_Selection_.
####

Message #2762
From: Andrey <andreyastrelin@yahoo.com>
Subject: Re: [MC4D] The exotic {4,4,4}
Date: Thu, 22 Aug 2013 14:52:07 -0000
Hi all,
I’ve tried 4 and 6 colors. As I expected, they are just versions of our familiar tetrahedron and cube. Unfortunately, I almost forgot how to solve them, so results are not very good: 60 and 142 twists…
I’ll think about coloring of {infinity,3} - it should be not difficult.
Andrey
— In 4D_Cubing@yahoogroups.com, Melinda Green <melinda@…> wrote:
>
> You mean this message?:
> http://games.groups.yahoo.com/group/4D_Cubing/message/1492 Perhaps I
> shouldn’t be surprised but I am. I’ve spent a little time with the other
> infinite puzzles without much progress so far. Has anybody else tried
> them? If so, do you feel that there is any difference between these and
> the rest of MT’s bestiary?

####

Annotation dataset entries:
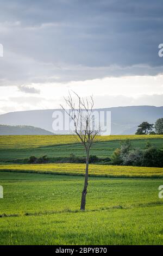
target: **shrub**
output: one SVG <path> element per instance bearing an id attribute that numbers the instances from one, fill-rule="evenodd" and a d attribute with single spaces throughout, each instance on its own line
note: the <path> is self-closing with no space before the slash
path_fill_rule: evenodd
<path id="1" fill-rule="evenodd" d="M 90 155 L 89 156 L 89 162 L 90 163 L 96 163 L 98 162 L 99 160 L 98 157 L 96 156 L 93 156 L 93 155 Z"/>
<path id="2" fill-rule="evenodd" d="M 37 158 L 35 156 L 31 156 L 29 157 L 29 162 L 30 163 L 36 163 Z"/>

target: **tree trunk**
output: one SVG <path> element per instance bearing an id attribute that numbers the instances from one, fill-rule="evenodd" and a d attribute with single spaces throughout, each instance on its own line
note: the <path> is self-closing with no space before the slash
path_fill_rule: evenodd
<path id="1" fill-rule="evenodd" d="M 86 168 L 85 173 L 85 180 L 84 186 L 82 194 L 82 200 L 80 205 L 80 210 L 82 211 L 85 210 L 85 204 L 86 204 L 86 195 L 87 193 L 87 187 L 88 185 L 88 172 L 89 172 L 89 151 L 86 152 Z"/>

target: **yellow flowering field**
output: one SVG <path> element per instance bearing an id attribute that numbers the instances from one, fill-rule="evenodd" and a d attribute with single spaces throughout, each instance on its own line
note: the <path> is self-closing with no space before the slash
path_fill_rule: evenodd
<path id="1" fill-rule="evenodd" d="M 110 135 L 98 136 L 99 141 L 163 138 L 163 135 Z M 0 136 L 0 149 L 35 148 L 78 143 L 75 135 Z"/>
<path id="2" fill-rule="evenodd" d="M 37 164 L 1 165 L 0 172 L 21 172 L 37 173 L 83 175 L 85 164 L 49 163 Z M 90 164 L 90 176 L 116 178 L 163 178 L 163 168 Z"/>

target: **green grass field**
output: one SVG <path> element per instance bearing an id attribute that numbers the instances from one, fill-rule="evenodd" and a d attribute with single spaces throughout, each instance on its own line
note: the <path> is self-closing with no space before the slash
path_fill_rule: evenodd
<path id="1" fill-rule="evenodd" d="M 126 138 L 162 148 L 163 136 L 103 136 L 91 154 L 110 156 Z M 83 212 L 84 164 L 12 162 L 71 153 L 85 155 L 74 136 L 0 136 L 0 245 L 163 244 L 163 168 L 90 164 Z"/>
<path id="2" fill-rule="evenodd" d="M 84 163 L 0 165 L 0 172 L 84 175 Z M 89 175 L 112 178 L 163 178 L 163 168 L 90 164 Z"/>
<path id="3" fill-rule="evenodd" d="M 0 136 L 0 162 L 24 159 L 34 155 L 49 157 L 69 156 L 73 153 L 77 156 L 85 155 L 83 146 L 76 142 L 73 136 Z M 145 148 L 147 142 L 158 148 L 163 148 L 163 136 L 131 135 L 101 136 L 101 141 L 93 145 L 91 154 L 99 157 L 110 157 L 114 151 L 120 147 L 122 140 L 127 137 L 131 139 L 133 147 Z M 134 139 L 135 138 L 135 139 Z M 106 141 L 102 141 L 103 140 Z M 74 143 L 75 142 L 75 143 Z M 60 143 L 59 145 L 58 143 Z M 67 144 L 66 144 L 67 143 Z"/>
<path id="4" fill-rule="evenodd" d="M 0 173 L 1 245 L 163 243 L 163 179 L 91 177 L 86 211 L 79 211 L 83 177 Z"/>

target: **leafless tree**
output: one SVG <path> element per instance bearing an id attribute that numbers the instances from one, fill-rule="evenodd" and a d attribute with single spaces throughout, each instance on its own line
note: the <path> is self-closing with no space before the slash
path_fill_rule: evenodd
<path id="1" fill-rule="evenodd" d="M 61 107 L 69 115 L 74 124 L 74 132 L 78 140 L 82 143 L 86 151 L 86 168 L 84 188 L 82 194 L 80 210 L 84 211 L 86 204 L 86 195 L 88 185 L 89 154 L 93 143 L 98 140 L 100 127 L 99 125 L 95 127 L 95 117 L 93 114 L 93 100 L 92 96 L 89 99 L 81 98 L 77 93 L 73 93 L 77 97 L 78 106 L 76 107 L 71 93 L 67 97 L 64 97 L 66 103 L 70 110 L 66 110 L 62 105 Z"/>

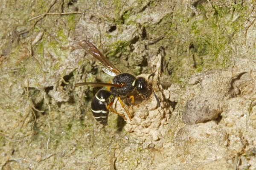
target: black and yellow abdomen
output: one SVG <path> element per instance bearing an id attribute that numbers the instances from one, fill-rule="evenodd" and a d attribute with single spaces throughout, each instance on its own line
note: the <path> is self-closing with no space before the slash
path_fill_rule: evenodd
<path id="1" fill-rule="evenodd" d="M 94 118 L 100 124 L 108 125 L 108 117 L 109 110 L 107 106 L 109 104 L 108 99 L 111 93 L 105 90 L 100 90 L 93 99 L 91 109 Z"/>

####

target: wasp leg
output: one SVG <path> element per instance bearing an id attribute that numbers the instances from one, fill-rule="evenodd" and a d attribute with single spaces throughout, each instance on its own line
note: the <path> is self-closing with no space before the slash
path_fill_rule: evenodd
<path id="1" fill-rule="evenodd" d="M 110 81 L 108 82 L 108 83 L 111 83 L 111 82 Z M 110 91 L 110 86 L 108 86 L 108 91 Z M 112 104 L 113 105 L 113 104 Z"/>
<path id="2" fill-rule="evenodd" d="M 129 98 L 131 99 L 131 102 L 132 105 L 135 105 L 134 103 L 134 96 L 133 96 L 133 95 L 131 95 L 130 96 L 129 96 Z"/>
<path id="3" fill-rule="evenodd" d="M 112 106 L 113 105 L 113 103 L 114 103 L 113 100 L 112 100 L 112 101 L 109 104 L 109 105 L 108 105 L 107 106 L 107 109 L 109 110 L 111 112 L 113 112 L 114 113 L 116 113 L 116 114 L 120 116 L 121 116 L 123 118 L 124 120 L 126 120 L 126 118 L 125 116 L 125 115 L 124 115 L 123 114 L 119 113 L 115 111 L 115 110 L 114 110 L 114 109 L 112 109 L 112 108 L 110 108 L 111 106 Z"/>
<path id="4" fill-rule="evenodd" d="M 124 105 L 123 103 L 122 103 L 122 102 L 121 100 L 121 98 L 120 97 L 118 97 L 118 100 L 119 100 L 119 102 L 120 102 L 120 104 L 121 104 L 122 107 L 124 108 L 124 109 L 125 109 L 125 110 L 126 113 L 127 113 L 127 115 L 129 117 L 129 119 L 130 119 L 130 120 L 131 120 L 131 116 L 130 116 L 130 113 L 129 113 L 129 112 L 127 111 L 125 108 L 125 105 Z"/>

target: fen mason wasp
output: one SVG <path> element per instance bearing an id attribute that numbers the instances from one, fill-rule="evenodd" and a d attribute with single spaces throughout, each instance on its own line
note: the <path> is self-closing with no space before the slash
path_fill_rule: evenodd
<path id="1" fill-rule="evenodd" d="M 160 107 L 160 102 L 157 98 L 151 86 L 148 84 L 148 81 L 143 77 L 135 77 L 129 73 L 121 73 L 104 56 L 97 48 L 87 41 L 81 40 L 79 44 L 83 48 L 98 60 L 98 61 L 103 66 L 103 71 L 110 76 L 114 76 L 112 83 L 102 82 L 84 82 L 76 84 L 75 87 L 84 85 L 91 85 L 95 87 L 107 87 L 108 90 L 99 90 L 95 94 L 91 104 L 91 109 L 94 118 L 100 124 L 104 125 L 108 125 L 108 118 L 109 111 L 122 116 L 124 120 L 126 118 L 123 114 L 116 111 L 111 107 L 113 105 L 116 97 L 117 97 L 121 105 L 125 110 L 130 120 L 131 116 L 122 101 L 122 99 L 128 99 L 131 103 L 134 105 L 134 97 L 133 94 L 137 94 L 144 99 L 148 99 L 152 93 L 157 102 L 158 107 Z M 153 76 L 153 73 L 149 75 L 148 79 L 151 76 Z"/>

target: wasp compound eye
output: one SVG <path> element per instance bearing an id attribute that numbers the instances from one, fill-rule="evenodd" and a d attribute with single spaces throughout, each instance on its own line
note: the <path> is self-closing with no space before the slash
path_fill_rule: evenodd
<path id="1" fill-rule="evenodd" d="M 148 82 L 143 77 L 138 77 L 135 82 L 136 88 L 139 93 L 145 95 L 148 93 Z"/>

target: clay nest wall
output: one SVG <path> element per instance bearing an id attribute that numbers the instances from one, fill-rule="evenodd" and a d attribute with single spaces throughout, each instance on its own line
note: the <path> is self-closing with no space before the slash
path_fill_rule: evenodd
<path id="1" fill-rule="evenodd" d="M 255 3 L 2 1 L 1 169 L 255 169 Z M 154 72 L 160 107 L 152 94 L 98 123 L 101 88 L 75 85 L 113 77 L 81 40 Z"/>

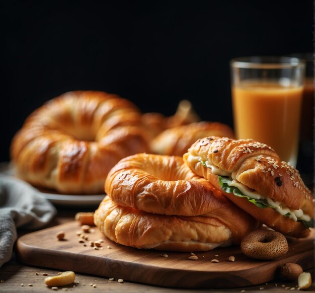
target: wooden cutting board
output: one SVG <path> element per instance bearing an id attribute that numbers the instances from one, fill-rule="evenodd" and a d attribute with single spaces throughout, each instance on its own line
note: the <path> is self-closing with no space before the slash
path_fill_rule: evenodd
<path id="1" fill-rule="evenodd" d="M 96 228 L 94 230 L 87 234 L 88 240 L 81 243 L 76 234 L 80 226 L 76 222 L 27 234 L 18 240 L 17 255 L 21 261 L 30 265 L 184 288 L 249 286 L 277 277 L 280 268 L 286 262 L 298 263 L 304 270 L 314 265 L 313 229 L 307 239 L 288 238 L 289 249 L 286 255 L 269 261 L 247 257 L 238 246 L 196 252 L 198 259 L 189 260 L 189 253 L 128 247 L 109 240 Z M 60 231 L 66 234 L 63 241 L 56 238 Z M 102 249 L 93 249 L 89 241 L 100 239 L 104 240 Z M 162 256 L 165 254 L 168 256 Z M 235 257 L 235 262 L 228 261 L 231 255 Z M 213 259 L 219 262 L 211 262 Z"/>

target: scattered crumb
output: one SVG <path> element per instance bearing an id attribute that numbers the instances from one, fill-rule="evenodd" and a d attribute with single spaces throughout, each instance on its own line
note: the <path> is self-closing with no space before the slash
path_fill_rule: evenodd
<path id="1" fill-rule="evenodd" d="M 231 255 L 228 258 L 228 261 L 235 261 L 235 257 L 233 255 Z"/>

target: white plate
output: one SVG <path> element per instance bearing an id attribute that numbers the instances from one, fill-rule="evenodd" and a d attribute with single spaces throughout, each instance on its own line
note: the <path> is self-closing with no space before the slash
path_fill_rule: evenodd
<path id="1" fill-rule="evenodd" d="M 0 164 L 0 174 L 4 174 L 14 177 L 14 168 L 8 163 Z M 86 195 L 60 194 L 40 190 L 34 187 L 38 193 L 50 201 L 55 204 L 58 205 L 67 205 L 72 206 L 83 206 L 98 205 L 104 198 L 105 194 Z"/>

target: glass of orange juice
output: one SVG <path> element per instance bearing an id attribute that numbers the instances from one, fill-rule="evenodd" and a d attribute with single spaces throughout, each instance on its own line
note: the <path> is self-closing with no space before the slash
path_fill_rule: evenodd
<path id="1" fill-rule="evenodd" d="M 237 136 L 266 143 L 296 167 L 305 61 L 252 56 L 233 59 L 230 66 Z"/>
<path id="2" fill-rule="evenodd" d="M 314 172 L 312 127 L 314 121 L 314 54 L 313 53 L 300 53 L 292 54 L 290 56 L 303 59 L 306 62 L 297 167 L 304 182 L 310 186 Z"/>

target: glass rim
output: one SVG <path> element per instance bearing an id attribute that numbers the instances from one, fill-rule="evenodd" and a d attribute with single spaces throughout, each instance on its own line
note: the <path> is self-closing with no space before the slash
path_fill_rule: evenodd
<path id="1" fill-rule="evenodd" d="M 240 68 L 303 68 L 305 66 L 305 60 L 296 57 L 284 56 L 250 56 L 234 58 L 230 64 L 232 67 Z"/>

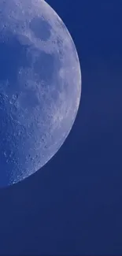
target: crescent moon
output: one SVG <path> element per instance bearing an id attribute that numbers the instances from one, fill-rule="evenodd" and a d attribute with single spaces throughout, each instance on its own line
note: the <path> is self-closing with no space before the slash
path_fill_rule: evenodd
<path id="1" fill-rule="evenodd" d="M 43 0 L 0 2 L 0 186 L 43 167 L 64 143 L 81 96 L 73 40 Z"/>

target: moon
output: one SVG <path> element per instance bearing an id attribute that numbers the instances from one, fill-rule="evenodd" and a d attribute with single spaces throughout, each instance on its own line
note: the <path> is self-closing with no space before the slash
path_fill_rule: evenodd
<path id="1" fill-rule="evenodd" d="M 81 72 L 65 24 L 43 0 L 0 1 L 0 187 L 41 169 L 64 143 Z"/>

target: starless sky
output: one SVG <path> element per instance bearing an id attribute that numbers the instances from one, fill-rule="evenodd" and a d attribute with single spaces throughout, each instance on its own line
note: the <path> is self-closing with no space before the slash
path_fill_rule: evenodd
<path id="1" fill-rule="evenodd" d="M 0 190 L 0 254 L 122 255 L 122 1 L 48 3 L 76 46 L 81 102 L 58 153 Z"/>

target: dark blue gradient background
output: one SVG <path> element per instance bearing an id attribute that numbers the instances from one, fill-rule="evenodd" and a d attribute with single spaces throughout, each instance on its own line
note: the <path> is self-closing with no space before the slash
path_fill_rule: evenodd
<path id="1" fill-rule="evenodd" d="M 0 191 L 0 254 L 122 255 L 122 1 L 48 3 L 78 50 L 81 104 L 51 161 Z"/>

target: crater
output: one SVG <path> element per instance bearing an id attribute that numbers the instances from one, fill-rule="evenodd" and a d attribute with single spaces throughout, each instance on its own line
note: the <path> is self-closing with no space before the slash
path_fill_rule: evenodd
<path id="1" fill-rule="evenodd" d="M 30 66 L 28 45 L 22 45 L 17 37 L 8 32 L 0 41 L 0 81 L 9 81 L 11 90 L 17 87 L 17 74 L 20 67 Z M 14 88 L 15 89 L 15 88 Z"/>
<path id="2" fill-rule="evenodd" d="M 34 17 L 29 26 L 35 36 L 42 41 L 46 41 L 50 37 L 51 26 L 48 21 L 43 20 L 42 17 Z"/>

####

_Given request 1_. List each number Andrey reports in his part of the forum message about the {4,4,4} puzzle, and say what each one counts.
_Given request 2_. In the forum message about the {4,4,4} puzzle, whose coloring does Andrey say he will think about?
_Given request 3_. Pick up the forum message about the {4,4,4} puzzle from its last line and keep writing.

_Task output 1_. 4 (colors tried), 6 (colors tried), 60 (twists to solve), 142 (twists to solve)

_Task output 2_. The coloring of {infinity,3}.

_Task output 3_.
>
> Best,
> -Melinda
>
> On 8/13/2013 9:05 AM, Roice Nelson wrote:
> >
> >
> > I want to recall that Andrey pointed out all the 3C puzzles are
> > topologically the same, and behave like the {4,3} 3C (hemicube). The
> > state space does feel too small to really be enjoyable…even as an
> > appetizer :)
> >
> > Thanks so much for the suggestions Melinda. I especially like the
> > idea to cache the puzzle build data. Don’t know why I never thought
> > of that before! I added your thoughts to my running trello list.
> >
> > Cheers,
> > Roice
> >
> >
> >
> > On Mon, Aug 12, 2013 at 8:30 PM, Melinda Green
> > <melinda@… <mailto:melinda@…>> wrote:
> >
> >
> >
> > Very nice, Roice!
> >
> > I was pretty sure the {inf,3} wouldn’t be very difficult but I
> > didn’t expect it to be this easy It seems like god’s number for it
> > can be counted on one hand! One nit: Scrambling it with 1000
> > twists rings the "solved" bell a whole bunch of times as it
> > accidentally solves it self many times. Silencing the solved sound
> > during scrambling will be helpful, but then you should probably
> > also discard all the twists that led to it since it just becomes
> > unneeded log file baggage.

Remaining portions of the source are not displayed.